*** Passage given ***

On 07/10/13 18:32, Tim Harsch wrote:
Hi Andy,
Thanks for your careful explanation. It helps a lot. As an aside, I did
rerun the experiment with
writer.setProperty("allowBadURIs","true");
which allowed the code to produce the following:
<rdf:RDF
xmlns:rdf="http://www.w3.org/1999/02/22-rdf-syntax-ns#"
xmlns:j.0="http://" >
<rdf:Description rdf:nodeID="A0">
<j.0:p rdf:resource="http://o"/>
</rdf:Description>
</rdf:RDF>
I was running down an issue in our stack that I still believe is related to
blank nodes when I concocted the example we are discussing. I made in error in
thinking I could test the blank node handling with the data I created which had
the missing qname in URI issue. I then tried to validate using Rapper, which
is what generated the snippet I provided. Since this was not related to
bnode's the issue becomes much less important for me. However, now that I've
run into this and experienced what our users will experience I do have some
minor concerns that remain. It seems to me the error message could be improved
if some context were provided. If a user were seeing this when serializing a
result set of thousands or millions of statements, I think they would be hard
pressed to find a way to isolate the URI causing the issue.
The current message:
Only well-formed absolute URIrefs can be included in RDF/XML output: <http://>
Code: 57/REQUIRED_COMPONENT_MISSING in HOST: A component that
is required by the scheme is missing.
doesn't point to the URI that caused the issue or, better yet, the statement.
Perhaps an improved message would look something like:
The statement:
_:b0 <http://p> <http://o>
contains the malformed URI <http://p>. Only well-formed absolute URIrefs can be
included in RDF/XML output: <http://> Code: 57/REQUIRED_COMPONENT_MISSING in HOST: A
component that is required by the scheme is missing.
It can point to the namespace, for printing, esp RDF/XML-ABBREV,
namespaces are decided separately from processing statement.

*** Records shown ***

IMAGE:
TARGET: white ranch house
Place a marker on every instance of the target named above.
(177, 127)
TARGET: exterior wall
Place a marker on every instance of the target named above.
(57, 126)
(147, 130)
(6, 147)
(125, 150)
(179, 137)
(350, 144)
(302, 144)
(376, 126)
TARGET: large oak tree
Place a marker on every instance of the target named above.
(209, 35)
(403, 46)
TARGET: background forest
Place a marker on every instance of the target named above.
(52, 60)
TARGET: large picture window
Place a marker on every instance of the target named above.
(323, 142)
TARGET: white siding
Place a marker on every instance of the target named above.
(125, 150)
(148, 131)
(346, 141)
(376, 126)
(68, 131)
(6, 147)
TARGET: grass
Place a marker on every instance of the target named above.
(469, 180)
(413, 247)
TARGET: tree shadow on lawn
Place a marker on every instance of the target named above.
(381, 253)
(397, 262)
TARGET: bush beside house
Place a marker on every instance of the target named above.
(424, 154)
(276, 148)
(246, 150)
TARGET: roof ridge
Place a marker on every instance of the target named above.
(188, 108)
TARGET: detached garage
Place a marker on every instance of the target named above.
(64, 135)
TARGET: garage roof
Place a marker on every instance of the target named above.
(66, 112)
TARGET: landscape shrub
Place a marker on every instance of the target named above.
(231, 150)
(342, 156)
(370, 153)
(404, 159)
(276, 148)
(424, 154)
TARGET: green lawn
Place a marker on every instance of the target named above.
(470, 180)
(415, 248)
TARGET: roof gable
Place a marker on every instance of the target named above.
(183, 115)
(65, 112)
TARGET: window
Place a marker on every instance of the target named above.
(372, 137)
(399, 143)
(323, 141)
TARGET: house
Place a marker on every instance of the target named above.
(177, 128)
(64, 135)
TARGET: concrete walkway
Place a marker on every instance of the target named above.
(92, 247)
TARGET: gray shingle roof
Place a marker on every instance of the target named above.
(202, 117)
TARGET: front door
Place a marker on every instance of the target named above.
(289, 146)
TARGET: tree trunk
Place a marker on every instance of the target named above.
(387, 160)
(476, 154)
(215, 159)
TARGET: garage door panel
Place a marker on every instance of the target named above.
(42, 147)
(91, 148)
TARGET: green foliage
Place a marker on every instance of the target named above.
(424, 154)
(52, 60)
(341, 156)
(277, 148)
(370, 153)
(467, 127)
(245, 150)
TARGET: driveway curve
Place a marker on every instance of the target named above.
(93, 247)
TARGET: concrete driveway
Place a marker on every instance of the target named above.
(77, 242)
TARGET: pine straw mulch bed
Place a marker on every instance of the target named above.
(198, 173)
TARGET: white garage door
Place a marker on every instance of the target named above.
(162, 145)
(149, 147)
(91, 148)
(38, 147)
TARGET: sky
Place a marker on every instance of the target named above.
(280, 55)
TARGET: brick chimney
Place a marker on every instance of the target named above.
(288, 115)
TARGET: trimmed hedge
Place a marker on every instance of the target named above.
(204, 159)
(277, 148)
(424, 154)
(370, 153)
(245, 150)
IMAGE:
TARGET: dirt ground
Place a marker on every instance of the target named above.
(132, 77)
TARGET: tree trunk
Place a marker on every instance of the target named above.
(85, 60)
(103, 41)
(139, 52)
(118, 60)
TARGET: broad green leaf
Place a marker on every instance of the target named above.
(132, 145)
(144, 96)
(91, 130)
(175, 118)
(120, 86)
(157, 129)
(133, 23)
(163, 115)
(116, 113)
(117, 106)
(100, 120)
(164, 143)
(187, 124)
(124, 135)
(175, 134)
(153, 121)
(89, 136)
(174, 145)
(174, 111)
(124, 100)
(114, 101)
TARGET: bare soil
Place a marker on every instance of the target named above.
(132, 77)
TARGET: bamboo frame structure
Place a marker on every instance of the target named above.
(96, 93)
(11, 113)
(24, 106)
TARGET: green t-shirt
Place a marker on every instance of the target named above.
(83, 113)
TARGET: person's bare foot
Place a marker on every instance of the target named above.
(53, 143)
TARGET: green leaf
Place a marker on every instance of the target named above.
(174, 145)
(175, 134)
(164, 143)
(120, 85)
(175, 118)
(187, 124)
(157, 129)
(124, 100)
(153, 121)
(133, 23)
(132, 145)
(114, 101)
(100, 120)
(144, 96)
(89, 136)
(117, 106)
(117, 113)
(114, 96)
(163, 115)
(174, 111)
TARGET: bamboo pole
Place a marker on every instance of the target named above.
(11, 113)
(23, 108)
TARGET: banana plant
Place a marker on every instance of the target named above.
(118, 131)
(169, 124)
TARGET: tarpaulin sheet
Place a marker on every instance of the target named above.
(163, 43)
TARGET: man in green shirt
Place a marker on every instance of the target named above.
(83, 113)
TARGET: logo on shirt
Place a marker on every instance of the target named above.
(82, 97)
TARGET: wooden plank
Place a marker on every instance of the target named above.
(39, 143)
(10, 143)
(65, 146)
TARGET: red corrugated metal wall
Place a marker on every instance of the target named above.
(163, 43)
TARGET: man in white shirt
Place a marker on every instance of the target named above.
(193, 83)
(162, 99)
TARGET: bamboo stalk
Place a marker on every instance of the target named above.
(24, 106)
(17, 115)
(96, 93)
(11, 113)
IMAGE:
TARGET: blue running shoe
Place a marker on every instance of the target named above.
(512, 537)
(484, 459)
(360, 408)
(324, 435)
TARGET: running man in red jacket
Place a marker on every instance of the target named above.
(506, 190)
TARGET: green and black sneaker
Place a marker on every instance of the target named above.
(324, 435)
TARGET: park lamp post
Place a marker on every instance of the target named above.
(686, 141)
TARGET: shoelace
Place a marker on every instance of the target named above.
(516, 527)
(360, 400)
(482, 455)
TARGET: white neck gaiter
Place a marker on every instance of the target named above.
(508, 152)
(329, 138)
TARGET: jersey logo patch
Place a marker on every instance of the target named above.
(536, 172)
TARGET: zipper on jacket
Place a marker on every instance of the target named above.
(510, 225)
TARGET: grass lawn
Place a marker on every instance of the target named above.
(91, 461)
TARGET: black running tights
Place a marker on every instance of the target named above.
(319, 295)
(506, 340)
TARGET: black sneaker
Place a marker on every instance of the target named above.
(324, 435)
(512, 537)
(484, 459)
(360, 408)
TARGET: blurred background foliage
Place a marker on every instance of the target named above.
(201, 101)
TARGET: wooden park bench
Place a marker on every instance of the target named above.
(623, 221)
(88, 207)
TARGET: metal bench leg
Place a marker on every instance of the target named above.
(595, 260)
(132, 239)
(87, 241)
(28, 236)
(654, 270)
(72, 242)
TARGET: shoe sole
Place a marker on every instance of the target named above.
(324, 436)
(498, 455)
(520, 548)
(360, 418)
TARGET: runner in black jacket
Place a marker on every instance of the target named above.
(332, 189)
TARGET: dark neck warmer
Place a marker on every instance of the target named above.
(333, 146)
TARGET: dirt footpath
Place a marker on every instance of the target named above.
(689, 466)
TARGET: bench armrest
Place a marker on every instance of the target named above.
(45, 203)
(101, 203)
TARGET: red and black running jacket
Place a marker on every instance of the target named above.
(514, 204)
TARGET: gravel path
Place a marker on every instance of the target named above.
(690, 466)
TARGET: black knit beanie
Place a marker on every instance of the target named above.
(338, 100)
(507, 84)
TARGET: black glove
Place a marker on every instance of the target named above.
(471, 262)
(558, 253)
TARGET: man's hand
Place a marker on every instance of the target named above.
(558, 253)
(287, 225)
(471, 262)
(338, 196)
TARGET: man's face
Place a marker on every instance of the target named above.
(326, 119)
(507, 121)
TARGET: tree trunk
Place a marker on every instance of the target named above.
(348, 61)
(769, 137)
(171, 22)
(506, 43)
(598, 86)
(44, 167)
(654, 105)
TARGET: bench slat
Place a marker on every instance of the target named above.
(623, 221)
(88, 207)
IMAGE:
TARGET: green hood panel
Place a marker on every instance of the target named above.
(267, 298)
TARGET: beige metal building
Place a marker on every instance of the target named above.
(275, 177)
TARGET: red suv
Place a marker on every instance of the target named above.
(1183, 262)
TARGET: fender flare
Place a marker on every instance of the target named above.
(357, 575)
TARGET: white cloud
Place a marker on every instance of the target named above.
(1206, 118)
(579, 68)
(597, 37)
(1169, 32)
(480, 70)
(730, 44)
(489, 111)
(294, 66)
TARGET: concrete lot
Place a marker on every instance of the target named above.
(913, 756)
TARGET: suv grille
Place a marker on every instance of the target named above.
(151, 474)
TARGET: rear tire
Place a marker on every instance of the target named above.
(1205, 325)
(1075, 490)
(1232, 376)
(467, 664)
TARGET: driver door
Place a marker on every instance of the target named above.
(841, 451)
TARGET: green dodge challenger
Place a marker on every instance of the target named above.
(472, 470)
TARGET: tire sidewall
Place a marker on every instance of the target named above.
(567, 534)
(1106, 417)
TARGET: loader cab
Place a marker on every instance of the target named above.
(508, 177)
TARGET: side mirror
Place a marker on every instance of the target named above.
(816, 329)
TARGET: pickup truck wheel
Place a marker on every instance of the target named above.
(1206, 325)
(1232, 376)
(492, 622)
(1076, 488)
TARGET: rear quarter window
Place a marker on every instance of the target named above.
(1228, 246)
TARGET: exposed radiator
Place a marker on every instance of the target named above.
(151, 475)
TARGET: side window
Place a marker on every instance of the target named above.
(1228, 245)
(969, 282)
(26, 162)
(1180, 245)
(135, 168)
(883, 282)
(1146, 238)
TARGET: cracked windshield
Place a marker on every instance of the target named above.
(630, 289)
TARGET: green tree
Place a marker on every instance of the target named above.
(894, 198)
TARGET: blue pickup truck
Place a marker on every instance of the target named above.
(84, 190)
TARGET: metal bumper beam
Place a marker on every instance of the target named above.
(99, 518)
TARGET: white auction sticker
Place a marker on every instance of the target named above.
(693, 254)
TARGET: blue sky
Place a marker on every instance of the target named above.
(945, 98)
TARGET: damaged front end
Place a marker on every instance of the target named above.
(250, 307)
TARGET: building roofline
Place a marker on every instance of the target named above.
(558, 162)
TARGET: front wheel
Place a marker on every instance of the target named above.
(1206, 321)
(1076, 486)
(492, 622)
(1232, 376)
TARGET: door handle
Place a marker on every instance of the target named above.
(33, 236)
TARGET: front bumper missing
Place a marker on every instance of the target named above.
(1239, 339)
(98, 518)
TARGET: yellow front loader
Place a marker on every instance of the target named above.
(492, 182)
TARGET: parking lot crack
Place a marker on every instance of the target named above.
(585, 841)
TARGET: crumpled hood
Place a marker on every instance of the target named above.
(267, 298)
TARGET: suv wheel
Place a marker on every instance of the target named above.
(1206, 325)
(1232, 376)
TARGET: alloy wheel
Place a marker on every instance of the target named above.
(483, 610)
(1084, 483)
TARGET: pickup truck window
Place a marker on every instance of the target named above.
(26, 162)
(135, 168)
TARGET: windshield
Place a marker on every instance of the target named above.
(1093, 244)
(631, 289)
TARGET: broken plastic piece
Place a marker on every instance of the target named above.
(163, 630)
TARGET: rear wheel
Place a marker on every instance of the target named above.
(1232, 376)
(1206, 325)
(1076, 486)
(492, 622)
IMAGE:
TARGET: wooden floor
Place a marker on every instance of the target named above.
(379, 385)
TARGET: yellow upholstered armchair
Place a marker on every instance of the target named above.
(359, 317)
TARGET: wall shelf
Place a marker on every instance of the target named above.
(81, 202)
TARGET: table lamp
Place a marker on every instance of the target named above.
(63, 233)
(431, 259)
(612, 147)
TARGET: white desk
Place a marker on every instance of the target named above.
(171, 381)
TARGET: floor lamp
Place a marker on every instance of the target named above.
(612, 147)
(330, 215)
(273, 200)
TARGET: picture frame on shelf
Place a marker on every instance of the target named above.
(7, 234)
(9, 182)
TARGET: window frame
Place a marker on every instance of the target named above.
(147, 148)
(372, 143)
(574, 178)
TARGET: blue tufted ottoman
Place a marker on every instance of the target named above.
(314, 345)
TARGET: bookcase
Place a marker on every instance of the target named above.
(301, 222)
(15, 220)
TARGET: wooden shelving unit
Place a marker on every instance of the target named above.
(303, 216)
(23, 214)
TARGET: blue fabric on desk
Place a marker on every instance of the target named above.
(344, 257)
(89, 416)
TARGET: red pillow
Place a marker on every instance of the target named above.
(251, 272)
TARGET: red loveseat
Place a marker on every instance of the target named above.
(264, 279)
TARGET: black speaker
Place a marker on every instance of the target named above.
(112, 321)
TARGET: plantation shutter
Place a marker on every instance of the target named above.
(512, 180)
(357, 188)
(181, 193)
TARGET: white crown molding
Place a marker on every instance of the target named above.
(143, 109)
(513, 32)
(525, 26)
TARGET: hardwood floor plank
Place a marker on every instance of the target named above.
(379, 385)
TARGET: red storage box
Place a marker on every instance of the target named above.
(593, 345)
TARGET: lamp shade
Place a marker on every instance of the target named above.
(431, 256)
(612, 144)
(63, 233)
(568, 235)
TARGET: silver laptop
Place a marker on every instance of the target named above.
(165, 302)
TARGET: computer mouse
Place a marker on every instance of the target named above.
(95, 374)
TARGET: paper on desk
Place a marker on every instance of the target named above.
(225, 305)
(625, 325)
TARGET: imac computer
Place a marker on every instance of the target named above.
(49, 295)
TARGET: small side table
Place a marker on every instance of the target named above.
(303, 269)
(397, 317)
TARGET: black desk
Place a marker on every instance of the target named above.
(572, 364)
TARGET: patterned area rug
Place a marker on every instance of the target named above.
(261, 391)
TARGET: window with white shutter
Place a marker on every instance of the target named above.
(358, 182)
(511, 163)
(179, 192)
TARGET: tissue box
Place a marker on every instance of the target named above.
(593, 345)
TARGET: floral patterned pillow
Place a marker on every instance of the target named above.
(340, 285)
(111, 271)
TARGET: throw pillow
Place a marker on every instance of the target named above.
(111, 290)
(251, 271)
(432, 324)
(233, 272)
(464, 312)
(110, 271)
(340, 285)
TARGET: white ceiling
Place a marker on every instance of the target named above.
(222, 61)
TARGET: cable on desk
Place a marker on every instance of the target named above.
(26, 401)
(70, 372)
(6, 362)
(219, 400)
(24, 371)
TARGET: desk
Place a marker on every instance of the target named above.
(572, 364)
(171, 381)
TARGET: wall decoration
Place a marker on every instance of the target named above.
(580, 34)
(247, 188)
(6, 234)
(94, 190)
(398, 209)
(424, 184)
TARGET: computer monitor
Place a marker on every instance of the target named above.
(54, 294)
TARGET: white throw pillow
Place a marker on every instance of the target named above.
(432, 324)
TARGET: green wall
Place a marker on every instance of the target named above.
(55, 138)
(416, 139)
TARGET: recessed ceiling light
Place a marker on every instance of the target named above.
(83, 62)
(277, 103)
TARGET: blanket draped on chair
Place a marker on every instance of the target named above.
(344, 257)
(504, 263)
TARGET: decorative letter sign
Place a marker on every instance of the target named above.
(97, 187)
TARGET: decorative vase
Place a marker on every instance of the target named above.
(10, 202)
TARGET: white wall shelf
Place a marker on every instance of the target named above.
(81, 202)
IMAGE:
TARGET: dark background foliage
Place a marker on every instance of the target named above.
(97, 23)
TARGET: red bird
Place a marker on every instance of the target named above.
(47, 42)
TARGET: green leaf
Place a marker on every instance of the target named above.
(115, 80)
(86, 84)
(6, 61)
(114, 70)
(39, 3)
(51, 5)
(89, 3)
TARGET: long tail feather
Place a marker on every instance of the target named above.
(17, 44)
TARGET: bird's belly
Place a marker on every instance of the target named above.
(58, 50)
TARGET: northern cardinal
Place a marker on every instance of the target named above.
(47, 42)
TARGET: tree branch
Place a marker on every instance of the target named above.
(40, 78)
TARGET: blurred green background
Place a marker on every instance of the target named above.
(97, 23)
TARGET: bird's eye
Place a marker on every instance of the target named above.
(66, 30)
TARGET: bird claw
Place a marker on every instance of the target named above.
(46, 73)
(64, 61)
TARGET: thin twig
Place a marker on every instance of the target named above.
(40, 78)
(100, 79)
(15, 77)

***

What is being asked: Quote everything in the RDF/XML message from "Perhaps an improved" down to "from processing statement.". The listing is separate material from the RDF/XML message.

Solution to this problem:
Perhaps an improved message would look something like:
The statement:
_:b0 <http://p> <http://o>
contains the malformed URI <http://p>. Only well-formed absolute URIrefs can be
included in RDF/XML output: <http://> Code: 57/REQUIRED_COMPONENT_MISSING in HOST: A
component that is required by the scheme is missing.
It can point to the namespace, for printing, esp RDF/XML-ABBREV,
namespaces are decided separately from processing statement.